* [REQUIREMENT A]
In the InnoDB recovery steps, what does enabling recovery mode do to the databases?
* [REQUIREMENT B]
Quote everything in the InnoDB recovery steps from "The recovery mode can" down to "the differences are.".

* [PASSAGE SHOWN]
Here are the steps for InnoDB recovery:-
Step 1: Start the server in Recovery Mode
The MySQL server instance need to stopped first and restart in recovery mode.
The recovery mode can be enabled by adding the line innodb_force_recovery in /etc/my.cnf. The recovery mode makes the dbs read only. Hence users can’t update, insert or alter the data, but can read the data. So the site would load instead of a MySQL error. Add innodb_force_recovery=1 to your my.cnf and check if the server kicks up. If not, you may further increase this number from 1 to 6, check MySQL manual to see what the differences are.
If the server fails, check the mysql log, there is possibility for a thread race-condition issue. In that case the error log will have entries like the following one
InnoDB: Waiting for the background threads to start
In such case, we need to specify the innodb_purge_threads=0 in your /etc/my.cnf file .
Levels 1-4 are pretty safe as most data is preserved. Setting the level to 5 or 6 gets a bit more risky as you could lose some data. In my case levels 1-5 did no good and MySQL refused to run. On force recovery level 6 the MySQL did work and all databases were up and running. My /etc/my.cnf file had the following entries
Step 2: Create the DB dumps
This is the crucial step in the InnoDB recovery process. You need to list the dbs first, for that use the command from the shell
echo 'show databases;' | mysql | grep -v ^Database | grep -v information_schema
For easy administration, we are redirecting the output to a file. In this I used the file named “/home/mysql_recovery/db_list”
Now the command would look like this
echo 'show databases;' | mysql | grep -v ^Database | grep -v information_schema &gt;&gt; /home/mysql_recovery/db_list
The next step is to create the data base dumps
for i in `cat /home/mysql_recovery/db_list`; do mysqldump $i > /home/mysql_recovery/$i.sql; echo "$i" >> /home/mysql_recovery/Completed_dump.txt; done
Step 2: Remove the corrupted DBs and ibdata files
If you are unable to identify the corrupted db or the corruption occurred at the ibdate file, the dbs need to be deleted as well.

* [SUPPLIED INFORMATION]
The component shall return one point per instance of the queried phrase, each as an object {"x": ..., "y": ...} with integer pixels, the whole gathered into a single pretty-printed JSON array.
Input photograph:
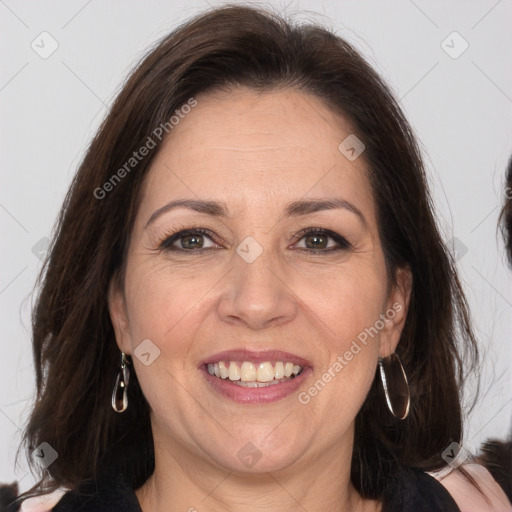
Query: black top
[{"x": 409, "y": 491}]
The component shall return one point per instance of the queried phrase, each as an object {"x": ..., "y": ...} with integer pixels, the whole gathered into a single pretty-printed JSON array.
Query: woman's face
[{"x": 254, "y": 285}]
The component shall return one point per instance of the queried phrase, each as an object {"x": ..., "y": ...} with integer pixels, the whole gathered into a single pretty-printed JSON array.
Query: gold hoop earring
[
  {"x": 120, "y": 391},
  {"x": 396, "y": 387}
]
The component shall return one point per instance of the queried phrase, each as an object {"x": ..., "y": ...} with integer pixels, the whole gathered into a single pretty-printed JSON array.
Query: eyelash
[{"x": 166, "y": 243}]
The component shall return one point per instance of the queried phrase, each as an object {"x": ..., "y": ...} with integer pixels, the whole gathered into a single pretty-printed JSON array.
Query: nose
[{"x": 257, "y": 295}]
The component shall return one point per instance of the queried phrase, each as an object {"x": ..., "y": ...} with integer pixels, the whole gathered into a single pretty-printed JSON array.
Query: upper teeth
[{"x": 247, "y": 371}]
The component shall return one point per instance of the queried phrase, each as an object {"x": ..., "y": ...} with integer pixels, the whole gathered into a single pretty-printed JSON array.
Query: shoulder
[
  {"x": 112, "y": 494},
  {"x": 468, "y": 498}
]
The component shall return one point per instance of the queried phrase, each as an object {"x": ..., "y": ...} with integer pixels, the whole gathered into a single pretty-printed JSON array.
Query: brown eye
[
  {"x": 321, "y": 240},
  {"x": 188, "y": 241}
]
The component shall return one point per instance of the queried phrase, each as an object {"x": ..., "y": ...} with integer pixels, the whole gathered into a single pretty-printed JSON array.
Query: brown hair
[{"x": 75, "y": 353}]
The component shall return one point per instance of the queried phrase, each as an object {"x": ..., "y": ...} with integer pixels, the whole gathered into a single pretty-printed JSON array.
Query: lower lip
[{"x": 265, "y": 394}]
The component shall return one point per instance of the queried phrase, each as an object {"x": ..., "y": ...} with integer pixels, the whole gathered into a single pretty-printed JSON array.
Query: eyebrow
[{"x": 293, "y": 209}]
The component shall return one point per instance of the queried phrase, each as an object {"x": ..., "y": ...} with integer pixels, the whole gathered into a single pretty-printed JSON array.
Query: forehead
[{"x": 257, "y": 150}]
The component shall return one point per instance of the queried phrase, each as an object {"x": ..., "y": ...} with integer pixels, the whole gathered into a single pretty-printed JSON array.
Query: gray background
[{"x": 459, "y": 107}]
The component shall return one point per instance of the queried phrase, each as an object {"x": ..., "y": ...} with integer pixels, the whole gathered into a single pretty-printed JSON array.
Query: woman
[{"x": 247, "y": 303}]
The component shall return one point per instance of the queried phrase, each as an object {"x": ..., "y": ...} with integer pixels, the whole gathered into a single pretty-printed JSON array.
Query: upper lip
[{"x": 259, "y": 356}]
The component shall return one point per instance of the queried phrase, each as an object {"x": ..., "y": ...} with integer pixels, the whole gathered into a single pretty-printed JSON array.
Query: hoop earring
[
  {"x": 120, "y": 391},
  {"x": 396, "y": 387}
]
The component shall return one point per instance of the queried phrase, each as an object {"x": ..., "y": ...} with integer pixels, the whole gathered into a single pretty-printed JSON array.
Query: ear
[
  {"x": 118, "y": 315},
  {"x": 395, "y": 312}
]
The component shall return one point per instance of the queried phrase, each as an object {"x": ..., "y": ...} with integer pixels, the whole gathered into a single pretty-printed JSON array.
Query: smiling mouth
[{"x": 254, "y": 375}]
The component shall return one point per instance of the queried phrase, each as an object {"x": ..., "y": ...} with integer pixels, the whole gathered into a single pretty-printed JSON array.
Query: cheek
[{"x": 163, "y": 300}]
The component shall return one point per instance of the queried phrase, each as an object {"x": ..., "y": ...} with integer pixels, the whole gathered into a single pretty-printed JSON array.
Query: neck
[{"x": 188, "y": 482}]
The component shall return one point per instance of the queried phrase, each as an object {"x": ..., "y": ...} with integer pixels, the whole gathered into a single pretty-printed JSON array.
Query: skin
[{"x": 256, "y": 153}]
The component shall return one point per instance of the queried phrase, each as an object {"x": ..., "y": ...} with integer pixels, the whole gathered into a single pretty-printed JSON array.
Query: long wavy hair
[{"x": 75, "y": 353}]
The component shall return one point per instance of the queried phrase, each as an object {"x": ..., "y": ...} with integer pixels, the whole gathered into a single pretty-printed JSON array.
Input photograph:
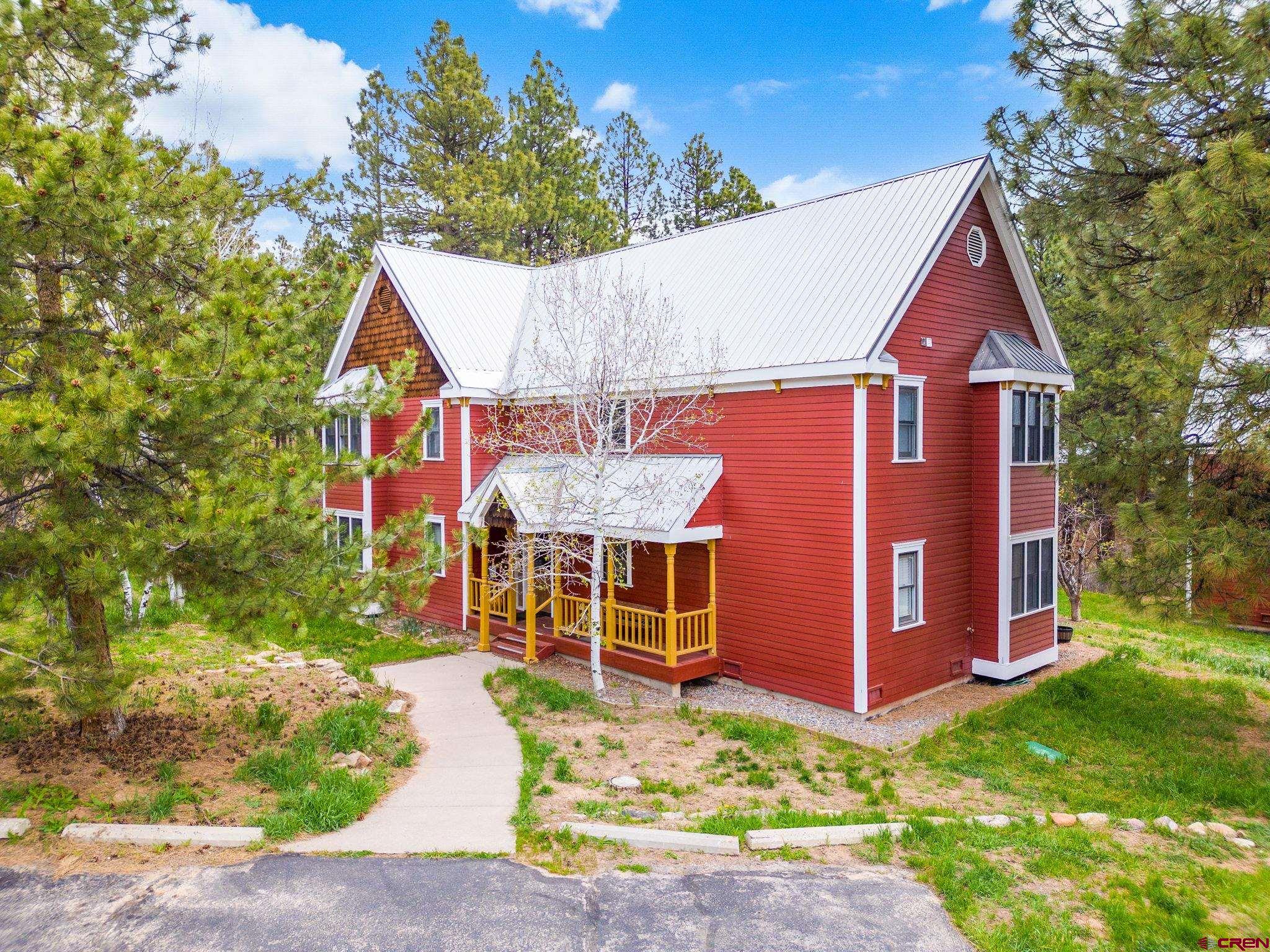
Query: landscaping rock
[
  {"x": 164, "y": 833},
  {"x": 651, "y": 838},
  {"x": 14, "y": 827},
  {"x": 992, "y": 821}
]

---

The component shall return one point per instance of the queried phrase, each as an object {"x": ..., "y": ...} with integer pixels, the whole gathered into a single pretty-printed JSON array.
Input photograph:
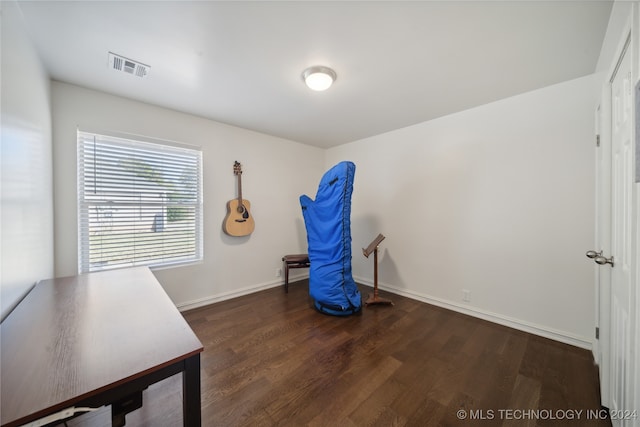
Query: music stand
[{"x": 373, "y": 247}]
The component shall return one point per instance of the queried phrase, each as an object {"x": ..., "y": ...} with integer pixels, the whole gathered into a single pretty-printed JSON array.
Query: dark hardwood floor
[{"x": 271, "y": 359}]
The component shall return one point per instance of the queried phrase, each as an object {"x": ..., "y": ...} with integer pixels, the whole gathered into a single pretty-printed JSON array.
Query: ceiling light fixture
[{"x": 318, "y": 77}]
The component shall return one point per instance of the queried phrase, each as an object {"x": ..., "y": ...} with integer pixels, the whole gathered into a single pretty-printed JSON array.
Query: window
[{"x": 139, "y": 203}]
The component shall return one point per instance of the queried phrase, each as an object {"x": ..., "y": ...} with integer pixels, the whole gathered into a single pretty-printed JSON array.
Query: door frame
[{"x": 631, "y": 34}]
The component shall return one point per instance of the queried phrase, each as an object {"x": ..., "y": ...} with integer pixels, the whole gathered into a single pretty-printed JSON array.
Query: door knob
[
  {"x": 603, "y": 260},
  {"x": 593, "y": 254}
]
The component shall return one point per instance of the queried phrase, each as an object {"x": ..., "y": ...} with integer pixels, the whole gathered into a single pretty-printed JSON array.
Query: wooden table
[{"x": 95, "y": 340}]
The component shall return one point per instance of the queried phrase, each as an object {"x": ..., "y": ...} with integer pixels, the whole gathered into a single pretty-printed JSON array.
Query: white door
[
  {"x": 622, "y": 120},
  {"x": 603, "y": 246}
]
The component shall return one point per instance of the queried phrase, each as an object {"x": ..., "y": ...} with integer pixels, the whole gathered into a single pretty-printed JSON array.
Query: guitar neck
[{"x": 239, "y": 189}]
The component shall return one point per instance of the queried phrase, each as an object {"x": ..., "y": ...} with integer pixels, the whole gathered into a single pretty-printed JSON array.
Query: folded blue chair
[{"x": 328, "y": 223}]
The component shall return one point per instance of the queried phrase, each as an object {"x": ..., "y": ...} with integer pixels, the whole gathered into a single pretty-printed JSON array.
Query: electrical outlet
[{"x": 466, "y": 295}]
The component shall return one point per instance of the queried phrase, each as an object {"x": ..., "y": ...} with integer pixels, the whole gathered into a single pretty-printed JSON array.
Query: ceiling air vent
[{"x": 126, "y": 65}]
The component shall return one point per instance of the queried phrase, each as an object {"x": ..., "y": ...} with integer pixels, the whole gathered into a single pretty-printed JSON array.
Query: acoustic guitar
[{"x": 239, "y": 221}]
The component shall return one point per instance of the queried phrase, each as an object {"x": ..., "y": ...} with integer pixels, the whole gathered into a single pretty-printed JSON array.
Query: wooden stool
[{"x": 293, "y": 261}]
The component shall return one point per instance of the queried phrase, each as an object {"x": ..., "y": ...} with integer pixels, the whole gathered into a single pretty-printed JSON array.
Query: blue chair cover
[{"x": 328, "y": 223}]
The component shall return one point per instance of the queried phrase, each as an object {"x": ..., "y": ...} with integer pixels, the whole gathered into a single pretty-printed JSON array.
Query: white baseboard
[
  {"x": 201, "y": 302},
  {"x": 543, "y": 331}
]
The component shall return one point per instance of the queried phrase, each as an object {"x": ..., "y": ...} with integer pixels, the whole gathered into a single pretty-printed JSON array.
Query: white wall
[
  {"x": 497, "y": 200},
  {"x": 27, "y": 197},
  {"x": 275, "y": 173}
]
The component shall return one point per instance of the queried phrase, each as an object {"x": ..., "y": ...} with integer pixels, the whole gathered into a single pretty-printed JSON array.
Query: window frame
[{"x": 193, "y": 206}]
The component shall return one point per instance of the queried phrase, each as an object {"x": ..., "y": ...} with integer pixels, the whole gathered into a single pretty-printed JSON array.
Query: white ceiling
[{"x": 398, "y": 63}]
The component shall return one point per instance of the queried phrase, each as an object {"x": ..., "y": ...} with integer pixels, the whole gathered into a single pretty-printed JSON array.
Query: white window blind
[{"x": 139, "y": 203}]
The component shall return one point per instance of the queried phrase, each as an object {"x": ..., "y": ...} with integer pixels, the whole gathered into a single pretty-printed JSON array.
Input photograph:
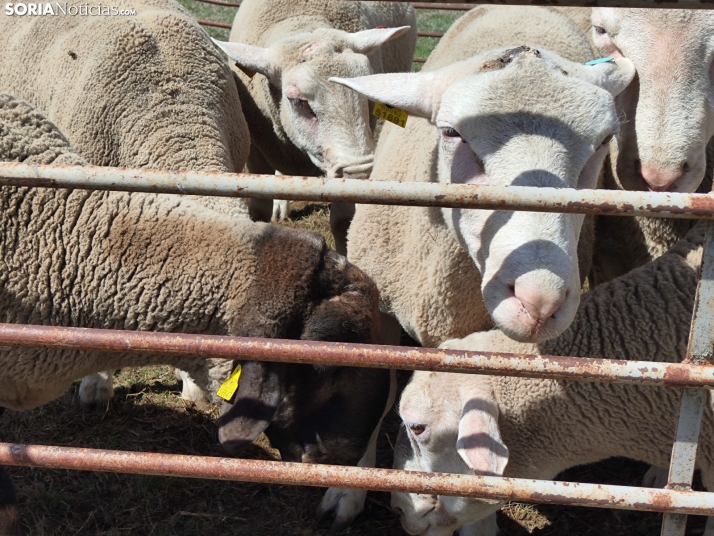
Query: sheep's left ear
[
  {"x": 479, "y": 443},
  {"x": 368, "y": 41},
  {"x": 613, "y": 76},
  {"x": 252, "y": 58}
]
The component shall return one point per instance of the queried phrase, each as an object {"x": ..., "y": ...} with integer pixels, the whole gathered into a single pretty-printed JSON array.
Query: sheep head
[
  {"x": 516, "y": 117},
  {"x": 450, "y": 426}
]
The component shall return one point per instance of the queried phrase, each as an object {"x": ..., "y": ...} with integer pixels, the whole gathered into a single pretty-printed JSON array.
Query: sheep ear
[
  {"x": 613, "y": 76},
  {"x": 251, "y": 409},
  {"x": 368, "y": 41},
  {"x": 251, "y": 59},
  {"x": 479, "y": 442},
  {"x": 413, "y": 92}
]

* [COMPLETE OUTPUT A]
It makes them read only, so users can read the data but can't update, insert or alter it.

* [COMPLETE OUTPUT B]
The recovery mode can be enabled by adding the line innodb_force_recovery in /etc/my.cnf. The recovery mode makes the dbs read only. Hence users can’t update, insert or alter the data, but can read the data. So the site would load instead of a MySQL error. Add innodb_force_recovery=1 to your my.cnf and check if the server kicks up. If not, you may further increase this number from 1 to 6, check MySQL manual to see what the differences are.